DESCRIPTION OF THE TASK:
Leave out pictures; repeat exactly the lines from the "Target: backpack" line through the last of the data below.

MATERIAL TO PROCESS:
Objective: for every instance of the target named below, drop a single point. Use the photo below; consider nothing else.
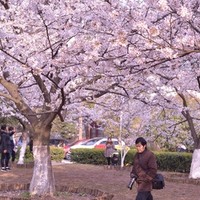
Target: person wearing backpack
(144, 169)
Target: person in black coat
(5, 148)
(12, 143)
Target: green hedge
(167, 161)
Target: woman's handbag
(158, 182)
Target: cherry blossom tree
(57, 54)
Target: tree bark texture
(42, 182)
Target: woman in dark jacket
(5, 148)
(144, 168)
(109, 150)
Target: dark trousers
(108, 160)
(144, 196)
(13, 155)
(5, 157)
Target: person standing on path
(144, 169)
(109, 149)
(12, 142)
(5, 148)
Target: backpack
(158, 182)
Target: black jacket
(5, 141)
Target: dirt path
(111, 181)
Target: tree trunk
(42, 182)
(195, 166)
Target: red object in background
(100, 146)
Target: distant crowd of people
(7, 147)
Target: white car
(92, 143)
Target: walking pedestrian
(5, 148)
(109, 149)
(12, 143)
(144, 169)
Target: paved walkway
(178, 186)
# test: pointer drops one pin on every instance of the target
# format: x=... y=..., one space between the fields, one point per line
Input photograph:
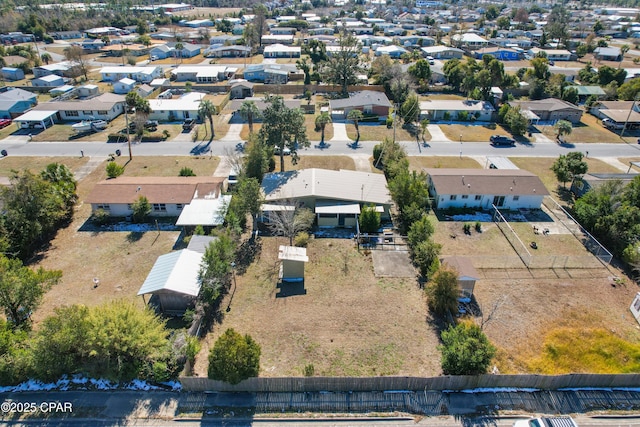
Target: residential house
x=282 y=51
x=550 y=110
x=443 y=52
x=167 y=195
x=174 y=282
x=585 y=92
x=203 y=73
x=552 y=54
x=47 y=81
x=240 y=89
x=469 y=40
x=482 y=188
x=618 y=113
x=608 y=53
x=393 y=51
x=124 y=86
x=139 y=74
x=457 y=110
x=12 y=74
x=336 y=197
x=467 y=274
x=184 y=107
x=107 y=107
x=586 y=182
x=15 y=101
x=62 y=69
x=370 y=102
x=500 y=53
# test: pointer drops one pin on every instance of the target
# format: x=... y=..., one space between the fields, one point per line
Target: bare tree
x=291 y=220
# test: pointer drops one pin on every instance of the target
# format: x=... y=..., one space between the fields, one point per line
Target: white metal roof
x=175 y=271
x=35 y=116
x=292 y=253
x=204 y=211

THE OUTPUT:
Target: backpack
(158, 182)
Target: black jacket
(5, 141)
Target: dirt path
(111, 181)
Target: tree trunk
(42, 182)
(195, 166)
Target: red object in background
(100, 146)
Target: distant crowd of people
(7, 147)
Target: white car
(92, 143)
Target: walking pedestrian
(5, 148)
(109, 149)
(12, 143)
(144, 169)
Target: paved walkway
(178, 186)
# test: pointer drops one pin on every instance of the target
# format: x=... y=..., one space between the fields, one point per line
Input photograph:
Target: residential house
x=282 y=51
x=550 y=110
x=443 y=52
x=167 y=195
x=174 y=282
x=585 y=92
x=203 y=73
x=552 y=54
x=47 y=81
x=240 y=89
x=469 y=40
x=482 y=188
x=618 y=113
x=608 y=53
x=393 y=51
x=124 y=86
x=139 y=74
x=457 y=110
x=12 y=74
x=336 y=197
x=467 y=274
x=184 y=107
x=107 y=107
x=586 y=182
x=15 y=101
x=62 y=69
x=370 y=102
x=500 y=53
# test: pointer drops one pin on every instance of the target
# format: x=... y=..., one space between the fields, one point per line
Target: bare tree
x=291 y=220
# test: pointer drops one pin on every instance of the target
# format: x=... y=..., one space between the fields, one point per line
Target: white metal roof
x=175 y=271
x=35 y=116
x=292 y=253
x=204 y=211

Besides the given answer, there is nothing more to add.